Input material ::
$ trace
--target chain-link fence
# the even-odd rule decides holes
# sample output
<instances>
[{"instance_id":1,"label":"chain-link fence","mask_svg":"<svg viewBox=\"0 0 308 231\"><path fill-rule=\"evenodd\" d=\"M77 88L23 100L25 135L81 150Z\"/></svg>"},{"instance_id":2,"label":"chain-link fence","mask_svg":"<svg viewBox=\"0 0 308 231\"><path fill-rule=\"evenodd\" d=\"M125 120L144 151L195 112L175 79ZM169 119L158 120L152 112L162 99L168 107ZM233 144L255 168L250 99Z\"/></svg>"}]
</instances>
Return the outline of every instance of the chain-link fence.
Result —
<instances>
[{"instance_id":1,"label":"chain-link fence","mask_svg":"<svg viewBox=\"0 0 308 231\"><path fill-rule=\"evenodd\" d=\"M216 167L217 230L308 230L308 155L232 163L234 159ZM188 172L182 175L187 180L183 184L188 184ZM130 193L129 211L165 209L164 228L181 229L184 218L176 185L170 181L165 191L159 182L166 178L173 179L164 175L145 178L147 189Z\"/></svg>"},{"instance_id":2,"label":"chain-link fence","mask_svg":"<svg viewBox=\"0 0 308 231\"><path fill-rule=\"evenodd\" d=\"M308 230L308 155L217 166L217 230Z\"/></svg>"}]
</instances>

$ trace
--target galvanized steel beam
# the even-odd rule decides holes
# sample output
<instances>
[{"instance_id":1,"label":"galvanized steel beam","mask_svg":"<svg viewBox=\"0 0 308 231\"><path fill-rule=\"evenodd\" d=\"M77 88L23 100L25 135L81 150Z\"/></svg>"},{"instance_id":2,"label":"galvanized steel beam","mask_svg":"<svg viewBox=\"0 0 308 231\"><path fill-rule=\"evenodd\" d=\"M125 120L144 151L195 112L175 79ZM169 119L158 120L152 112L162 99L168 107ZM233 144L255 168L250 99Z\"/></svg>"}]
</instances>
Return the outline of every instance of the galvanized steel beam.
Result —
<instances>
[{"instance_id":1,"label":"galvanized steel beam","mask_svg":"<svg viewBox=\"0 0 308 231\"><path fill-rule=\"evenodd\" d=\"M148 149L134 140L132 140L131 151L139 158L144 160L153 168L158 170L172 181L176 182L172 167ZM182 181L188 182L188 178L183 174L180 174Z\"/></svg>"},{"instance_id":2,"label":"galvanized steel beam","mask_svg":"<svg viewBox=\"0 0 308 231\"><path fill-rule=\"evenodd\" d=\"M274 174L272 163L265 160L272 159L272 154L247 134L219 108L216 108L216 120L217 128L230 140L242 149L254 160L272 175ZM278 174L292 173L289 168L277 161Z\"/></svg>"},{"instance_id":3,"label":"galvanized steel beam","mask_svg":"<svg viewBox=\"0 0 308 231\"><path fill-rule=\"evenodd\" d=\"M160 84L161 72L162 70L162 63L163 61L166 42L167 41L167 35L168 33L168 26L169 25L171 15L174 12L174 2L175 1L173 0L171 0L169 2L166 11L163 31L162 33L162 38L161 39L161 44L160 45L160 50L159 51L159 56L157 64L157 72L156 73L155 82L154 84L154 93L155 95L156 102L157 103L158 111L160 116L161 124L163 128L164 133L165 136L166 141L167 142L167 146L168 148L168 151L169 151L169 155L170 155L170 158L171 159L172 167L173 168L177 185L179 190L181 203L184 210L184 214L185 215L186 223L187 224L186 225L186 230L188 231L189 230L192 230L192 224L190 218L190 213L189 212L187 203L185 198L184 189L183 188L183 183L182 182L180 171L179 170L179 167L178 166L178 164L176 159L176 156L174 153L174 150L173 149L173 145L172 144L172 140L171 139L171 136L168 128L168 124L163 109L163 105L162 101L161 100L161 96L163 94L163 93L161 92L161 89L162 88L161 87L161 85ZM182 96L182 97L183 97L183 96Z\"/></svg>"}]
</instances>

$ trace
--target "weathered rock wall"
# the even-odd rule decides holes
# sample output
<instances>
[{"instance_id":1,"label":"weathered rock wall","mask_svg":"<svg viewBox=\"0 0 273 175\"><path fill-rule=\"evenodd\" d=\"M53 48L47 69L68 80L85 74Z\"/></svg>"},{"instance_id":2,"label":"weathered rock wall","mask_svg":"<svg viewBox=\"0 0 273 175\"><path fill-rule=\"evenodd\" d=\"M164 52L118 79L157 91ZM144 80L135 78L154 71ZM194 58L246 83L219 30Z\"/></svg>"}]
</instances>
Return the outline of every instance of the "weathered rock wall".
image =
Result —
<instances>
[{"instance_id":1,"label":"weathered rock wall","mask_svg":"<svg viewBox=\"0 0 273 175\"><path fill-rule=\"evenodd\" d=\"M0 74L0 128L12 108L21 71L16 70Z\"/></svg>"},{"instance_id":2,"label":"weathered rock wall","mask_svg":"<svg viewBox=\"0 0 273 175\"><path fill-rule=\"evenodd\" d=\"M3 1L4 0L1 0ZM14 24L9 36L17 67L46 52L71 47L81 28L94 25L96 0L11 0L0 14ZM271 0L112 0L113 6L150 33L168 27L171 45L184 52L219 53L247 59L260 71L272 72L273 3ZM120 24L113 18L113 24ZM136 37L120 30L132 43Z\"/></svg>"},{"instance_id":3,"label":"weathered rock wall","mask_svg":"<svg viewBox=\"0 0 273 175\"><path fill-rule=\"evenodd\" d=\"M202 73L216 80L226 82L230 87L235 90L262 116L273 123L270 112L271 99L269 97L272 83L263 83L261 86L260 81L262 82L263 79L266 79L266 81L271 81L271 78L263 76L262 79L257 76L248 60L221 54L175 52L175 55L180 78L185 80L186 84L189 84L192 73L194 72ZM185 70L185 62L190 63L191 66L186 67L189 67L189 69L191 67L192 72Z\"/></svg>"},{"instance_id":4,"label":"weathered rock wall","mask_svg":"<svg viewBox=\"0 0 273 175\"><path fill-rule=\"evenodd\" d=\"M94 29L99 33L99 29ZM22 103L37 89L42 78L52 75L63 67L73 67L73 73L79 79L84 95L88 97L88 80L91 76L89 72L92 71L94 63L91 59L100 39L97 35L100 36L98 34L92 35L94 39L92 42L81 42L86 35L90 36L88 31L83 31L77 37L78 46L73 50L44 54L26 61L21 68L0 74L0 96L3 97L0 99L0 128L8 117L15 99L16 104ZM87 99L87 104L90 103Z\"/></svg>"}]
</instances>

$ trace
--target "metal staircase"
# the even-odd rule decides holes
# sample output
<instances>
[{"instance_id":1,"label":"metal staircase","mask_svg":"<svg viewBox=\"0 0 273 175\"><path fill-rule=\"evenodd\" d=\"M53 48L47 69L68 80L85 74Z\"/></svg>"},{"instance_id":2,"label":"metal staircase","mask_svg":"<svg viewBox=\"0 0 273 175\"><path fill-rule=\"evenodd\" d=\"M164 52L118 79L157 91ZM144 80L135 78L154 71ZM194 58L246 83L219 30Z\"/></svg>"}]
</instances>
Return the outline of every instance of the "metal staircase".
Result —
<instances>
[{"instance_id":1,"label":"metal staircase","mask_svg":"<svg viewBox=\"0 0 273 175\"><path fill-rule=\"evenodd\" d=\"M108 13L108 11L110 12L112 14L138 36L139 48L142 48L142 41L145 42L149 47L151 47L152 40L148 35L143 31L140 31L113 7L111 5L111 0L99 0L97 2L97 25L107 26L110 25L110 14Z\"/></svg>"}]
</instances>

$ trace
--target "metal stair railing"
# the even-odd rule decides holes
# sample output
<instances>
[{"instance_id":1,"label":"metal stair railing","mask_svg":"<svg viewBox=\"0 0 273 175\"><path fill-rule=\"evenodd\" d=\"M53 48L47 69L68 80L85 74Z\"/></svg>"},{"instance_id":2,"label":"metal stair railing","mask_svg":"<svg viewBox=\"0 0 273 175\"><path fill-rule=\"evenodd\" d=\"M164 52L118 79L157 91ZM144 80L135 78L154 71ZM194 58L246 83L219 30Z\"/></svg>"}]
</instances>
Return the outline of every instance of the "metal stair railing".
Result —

Requirements ::
Please return each line of the material above that contains the string "every". Letter case must match.

Complete response ::
Return the outline of every instance of the chain-link fence.
Return the outline of every instance of the galvanized steel beam.
Return the outline of every instance of the "weathered rock wall".
Return the outline of every instance of the "metal staircase".
Return the outline of every instance of the "metal stair railing".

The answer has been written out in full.